EXTRACTED DATA:
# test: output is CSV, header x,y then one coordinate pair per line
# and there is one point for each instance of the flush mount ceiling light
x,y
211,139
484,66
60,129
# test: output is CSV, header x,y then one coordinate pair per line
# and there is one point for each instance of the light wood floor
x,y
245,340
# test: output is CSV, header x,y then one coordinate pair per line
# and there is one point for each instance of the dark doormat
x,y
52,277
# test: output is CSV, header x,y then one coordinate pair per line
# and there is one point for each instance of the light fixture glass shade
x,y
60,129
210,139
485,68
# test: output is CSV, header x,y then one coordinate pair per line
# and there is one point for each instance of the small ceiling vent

--

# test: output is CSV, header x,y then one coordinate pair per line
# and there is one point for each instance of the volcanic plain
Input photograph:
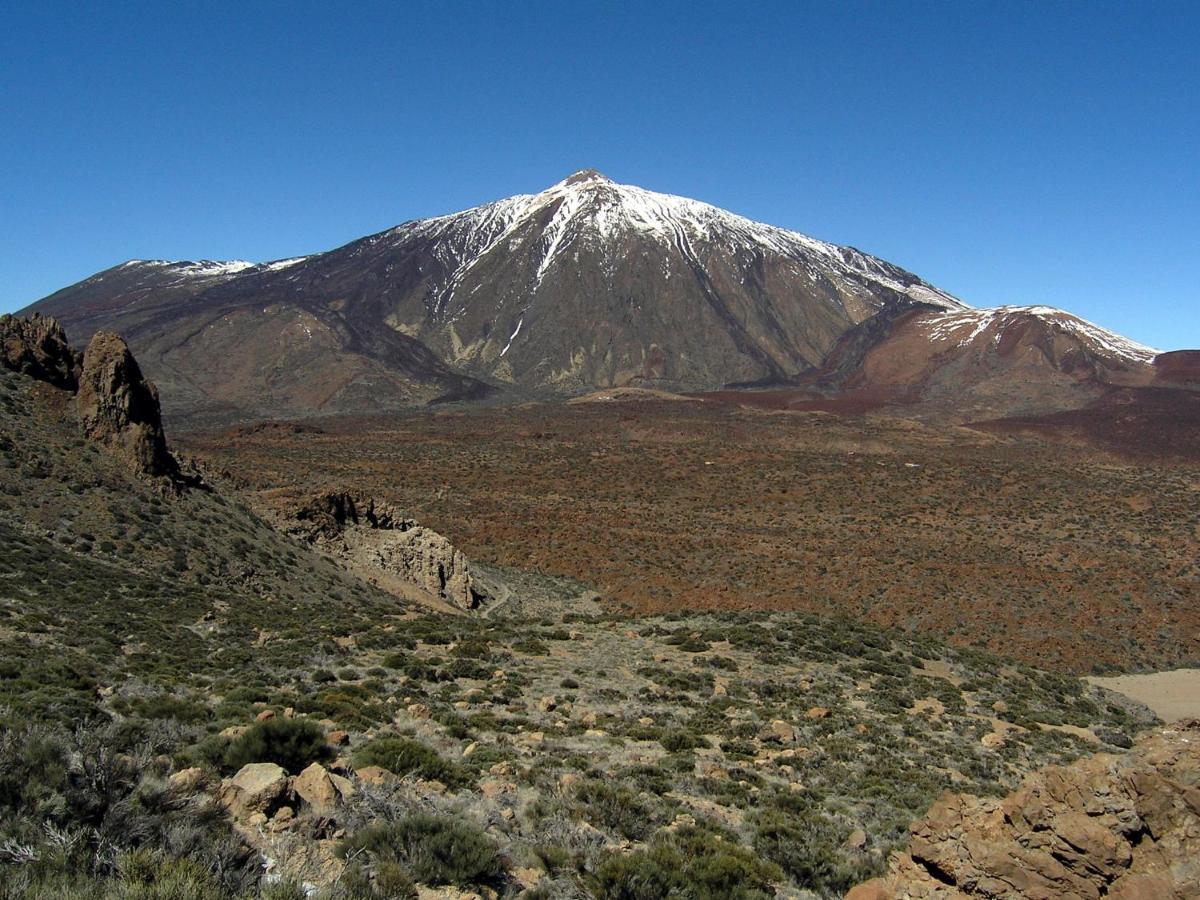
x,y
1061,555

--

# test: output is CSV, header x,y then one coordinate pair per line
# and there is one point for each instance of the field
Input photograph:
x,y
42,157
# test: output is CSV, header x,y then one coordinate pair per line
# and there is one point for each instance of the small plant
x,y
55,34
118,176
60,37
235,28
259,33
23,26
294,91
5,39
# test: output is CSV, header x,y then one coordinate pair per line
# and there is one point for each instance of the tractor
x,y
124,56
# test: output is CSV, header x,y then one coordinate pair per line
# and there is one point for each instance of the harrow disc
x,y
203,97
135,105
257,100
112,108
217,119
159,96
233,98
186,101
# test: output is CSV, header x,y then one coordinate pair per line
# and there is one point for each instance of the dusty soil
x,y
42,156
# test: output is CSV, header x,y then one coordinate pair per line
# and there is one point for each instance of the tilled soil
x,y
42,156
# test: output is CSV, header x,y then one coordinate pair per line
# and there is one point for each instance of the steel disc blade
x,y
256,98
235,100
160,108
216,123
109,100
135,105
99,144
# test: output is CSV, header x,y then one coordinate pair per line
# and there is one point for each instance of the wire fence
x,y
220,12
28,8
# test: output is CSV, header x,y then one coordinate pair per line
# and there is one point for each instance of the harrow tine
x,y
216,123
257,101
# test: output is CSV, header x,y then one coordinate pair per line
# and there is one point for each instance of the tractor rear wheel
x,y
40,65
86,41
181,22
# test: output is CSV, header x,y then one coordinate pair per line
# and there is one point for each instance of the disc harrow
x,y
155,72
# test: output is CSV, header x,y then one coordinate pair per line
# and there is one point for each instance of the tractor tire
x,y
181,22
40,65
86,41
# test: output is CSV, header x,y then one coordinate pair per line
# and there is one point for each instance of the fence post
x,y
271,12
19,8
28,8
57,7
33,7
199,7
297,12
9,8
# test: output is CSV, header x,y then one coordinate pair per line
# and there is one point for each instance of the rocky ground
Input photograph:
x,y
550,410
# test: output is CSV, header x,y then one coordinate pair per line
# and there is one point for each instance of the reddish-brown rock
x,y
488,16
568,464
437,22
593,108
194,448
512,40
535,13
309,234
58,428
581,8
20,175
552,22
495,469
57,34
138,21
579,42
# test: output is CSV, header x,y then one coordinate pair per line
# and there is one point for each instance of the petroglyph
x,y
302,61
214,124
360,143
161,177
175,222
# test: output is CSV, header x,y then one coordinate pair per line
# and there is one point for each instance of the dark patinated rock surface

ACTIVITY: From the material above, retype precisely the lines between the line holding "the dark doormat" and the line holding "small ceiling vent", inclusive, and nothing beyond them.

SOLUTION TO THIS EXERCISE:
# and there is one point for each instance of the dark doormat
x,y
52,277
# test: output is CSV, header x,y then one coordinate pair per line
# and there is one point for each instance of the light fixture glass shade
x,y
60,129
210,139
485,68
# test: output is CSV, header x,y then one coordinate pair per line
# and there is one point for each instance of the small ceiling vent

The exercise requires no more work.